# Passage given
┏━━
I have just discovered Elsevier’s content mining document.
For those who don’t know I have been trying to get permission to text-mine Elsevier content for two years and have been treated as a second-class citizen and ultimately come away with nothing. See /pmr/2011/11/27/textmining-my-years-negotiating-with-elsevier/ . The analysis in this post will centre round Elsevier but also applies to Nature. And I suspect it applies to a large proportion the rest of the publishing community. I’ll reproduce most of the document. (I don’t have the sacred copyright permission to reproduce it of course, but…). BTW the Elsevier staff in Oxford a year ago promised that they would update me when this document came out but of course they didn’t.
Read http://www.elsevier.com/wps/find/intro.cws_home/contentmining before you read my critique Consider the implications. Then I’ll indicate why we have been so badly let down by academic libraries or their purchasing agents who have given away more of our crown jewels without a fight.
If you want to know why I am so angry with University Libraries read the bottom of the post as well.
OK, have you read it? – it’s not very long. I’ll go through and annotate it – Like a peer-reviewer. Because after all that’s why we pay Elsevier isn’t it? – because without them we’d be incapable of organising peer-review: (Elsevier is in italics).
ELSEVIER CONTENT MINING POLICY
Overview of content mining
• Content Mining concerns the automatic processing of large collections of various forms of data and information to identify, organise and perform analysis in order to determine possible links within the content that may not be obvious on initial inspection.
PMR: This is a extraordinarily simplistic view. It probably arises from Elsevier’s limited vision. FromWikipedia
Text mining, sometimes alternately referred to as text data mining, roughly equivalent to text analytics, refers to the process of deriving high-quality information from text. High-quality information is typically derived through the devising of patterns and trends through means such as statistical pattern learning. Text mining usually involves the process of structuring the input text (usually parsing, along with the addition of some derived linguistic features and the removal of others, and subsequent insertion into a database), deriving patterns within the structured data, and finally evaluation and interpretation of the output. ‘High quality’ in text mining usually refers to some combination of relevance, novelty, and interestingness. Typical text mining tasks include text categorization, text clustering, concept/entity extraction, production of granular taxonomies, sentiment analysis, document summarization, and entity relation modeling (i.e., learning relations between named entities).
Information retrieval (IR) is the area of study concerned with searching for documents, for information within documents, and for metadata about documents, as well as that of searching structured storage, relational databases, and the World Wide Web. There is overlap in the usage of the terms data retrieval, document retrieval, information retrieval, and text retrieval, but each also has its own body of literature, theory, praxis, and technologies. IR is interdisciplinary, based on computer science, mathematics, library science, information science, information architecture, cognitive psychology, linguistics, and statistics.
┗━━
Please reproduce, word for word, the stretch of the post on Elsevier's content mining policy from "I have just" through "course they didn’t.".

# Data excerpt
┏━━
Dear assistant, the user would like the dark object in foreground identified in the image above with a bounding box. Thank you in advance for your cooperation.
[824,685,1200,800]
┗━━
# Exercise output
I have just discovered Elsevier’s content mining document.
For those who don’t know I have been trying to get permission to text-mine Elsevier content for two years and have been treated as a second-class citizen and ultimately come away with nothing. See /pmr/2011/11/27/textmining-my-years-negotiating-with-elsevier/ . The analysis in this post will centre round Elsevier but also applies to Nature. And I suspect it applies to a large proportion the rest of the publishing community. I’ll reproduce most of the document. (I don’t have the sacred copyright permission to reproduce it of course, but…). BTW the Elsevier staff in Oxford a year ago promised that they would update me when this document came out but of course they didn’t.